>> begin Rows

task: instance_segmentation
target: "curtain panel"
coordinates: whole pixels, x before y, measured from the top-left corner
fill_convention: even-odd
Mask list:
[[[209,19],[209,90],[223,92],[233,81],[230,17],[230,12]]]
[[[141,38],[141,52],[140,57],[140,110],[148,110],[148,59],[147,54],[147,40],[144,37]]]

>> end Rows

Please express the listing as a numbered list, leaving out any blank lines.

1. task: instance_segmentation
2. target: "curtain panel"
3. coordinates: whole pixels, x before y, measured from the top-left corner
4. fill_convention: even-odd
5. Mask list:
6. [[[209,19],[209,90],[223,92],[233,81],[230,17],[230,12]]]
7. [[[141,38],[141,52],[140,57],[140,110],[148,110],[148,59],[147,54],[147,40],[144,37]]]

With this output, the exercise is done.